[Segmentation labeling entries]
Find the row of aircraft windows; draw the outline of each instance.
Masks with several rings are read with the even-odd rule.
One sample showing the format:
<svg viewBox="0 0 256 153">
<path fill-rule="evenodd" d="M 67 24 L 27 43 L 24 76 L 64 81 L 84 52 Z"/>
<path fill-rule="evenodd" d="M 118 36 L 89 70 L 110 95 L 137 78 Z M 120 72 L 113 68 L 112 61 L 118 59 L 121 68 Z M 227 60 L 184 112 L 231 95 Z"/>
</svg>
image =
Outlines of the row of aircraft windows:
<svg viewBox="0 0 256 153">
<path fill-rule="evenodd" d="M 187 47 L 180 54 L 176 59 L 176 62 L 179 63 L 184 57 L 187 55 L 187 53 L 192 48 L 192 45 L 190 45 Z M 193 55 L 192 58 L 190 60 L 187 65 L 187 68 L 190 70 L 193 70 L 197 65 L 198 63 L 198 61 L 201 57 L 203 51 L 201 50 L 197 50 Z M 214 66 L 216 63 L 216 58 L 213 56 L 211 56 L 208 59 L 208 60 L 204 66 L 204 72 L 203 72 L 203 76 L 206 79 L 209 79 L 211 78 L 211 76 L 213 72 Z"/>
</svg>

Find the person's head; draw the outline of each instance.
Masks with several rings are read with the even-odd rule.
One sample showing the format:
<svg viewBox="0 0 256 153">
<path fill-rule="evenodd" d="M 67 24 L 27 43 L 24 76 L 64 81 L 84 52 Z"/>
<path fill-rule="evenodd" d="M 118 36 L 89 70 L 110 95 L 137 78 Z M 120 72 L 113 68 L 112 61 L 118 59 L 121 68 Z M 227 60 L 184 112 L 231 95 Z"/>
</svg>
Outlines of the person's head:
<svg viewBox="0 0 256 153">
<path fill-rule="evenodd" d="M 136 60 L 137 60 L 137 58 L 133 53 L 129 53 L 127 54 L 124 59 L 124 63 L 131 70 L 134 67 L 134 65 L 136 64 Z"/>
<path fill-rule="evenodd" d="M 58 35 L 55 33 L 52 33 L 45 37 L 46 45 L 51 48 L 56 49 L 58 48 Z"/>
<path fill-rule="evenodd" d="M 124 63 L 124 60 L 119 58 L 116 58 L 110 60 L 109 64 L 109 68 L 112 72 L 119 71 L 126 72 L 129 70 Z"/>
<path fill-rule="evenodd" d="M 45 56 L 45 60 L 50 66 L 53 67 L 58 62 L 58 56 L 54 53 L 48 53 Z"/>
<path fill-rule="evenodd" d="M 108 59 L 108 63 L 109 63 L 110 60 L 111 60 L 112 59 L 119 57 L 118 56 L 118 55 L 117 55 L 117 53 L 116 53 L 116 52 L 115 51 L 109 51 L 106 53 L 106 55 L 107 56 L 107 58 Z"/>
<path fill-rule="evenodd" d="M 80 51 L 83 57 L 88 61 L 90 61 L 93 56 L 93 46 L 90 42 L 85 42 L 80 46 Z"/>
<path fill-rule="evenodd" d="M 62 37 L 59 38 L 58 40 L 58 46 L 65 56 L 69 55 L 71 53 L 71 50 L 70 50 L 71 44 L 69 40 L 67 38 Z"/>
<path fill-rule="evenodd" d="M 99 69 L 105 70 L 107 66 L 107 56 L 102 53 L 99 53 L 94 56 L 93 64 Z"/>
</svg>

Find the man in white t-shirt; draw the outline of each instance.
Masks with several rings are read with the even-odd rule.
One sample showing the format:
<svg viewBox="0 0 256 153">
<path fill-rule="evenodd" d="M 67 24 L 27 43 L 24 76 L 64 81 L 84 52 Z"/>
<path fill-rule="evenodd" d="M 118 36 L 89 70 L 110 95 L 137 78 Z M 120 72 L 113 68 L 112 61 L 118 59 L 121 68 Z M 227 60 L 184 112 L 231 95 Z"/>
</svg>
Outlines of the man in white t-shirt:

REQUIRED TASK: Switch "draw the outline" to "trace the contour" throughout every one of the entries above and reproduce them, keeping everything else unchanged.

FINAL RESULT:
Find the row of aircraft windows; trace the contour of each instance.
Masks with several rings are read with the even-odd rule.
One sample showing the format:
<svg viewBox="0 0 256 153">
<path fill-rule="evenodd" d="M 67 24 L 27 43 L 24 76 L 64 81 L 84 52 Z"/>
<path fill-rule="evenodd" d="M 118 36 L 89 70 L 110 95 L 137 78 Z M 120 72 L 113 68 L 112 61 L 118 59 L 121 68 Z M 227 60 L 184 112 L 231 95 Z"/>
</svg>
image =
Outlines of the row of aircraft windows:
<svg viewBox="0 0 256 153">
<path fill-rule="evenodd" d="M 187 47 L 180 54 L 176 59 L 176 62 L 179 63 L 184 57 L 187 55 L 187 53 L 192 48 L 192 45 L 190 45 Z M 193 55 L 192 58 L 190 60 L 187 65 L 187 68 L 190 70 L 193 70 L 197 65 L 198 63 L 198 61 L 201 57 L 203 51 L 201 50 L 197 50 Z M 214 66 L 216 63 L 216 58 L 213 56 L 211 56 L 208 59 L 208 60 L 204 66 L 204 72 L 203 72 L 203 76 L 206 79 L 209 79 L 211 78 L 211 76 L 213 72 Z"/>
</svg>

Find the person's head; trace the contour of each instance.
Masks with several rings are read with the even-odd rule.
One sample showing the format:
<svg viewBox="0 0 256 153">
<path fill-rule="evenodd" d="M 67 24 L 27 43 L 24 76 L 64 81 L 84 52 Z"/>
<path fill-rule="evenodd" d="M 118 36 L 89 70 L 110 95 L 137 78 Z M 120 72 L 113 68 L 112 61 L 118 59 L 121 68 Z M 227 60 L 184 112 L 231 95 Z"/>
</svg>
Outlines of the person's head:
<svg viewBox="0 0 256 153">
<path fill-rule="evenodd" d="M 136 60 L 137 60 L 137 58 L 133 53 L 129 53 L 127 54 L 124 59 L 124 63 L 131 70 L 134 67 L 134 65 L 136 64 Z"/>
<path fill-rule="evenodd" d="M 58 35 L 55 33 L 52 33 L 45 37 L 46 45 L 51 48 L 56 49 L 58 48 Z"/>
<path fill-rule="evenodd" d="M 124 63 L 124 60 L 119 58 L 116 58 L 110 60 L 109 64 L 109 68 L 112 72 L 119 71 L 126 72 L 129 70 Z"/>
<path fill-rule="evenodd" d="M 45 56 L 45 60 L 50 66 L 53 67 L 58 62 L 58 56 L 54 53 L 48 53 Z"/>
<path fill-rule="evenodd" d="M 108 59 L 108 63 L 109 63 L 110 60 L 111 60 L 112 59 L 119 57 L 118 56 L 118 55 L 117 55 L 117 53 L 116 53 L 116 52 L 115 51 L 109 51 L 106 53 L 106 55 L 107 56 L 107 58 Z"/>
<path fill-rule="evenodd" d="M 80 51 L 83 57 L 88 61 L 90 61 L 93 56 L 93 46 L 90 42 L 85 42 L 80 46 Z"/>
<path fill-rule="evenodd" d="M 62 37 L 59 38 L 58 40 L 58 46 L 65 56 L 69 55 L 71 53 L 71 50 L 70 50 L 71 44 L 69 40 L 67 38 Z"/>
<path fill-rule="evenodd" d="M 99 69 L 105 70 L 107 66 L 107 56 L 102 53 L 99 53 L 94 56 L 93 64 Z"/>
</svg>

Find the man in white t-shirt; trace the contour of each instance.
Masks with several rings are read with the even-odd rule.
One sample showing the format:
<svg viewBox="0 0 256 153">
<path fill-rule="evenodd" d="M 67 24 L 27 43 L 24 76 L 64 81 L 84 52 Z"/>
<path fill-rule="evenodd" d="M 118 36 L 89 70 L 110 95 L 137 78 Z M 120 72 L 113 68 L 112 61 L 118 59 L 121 68 Z M 227 60 L 184 112 L 231 95 Z"/>
</svg>
Outlines of the man in white t-shirt:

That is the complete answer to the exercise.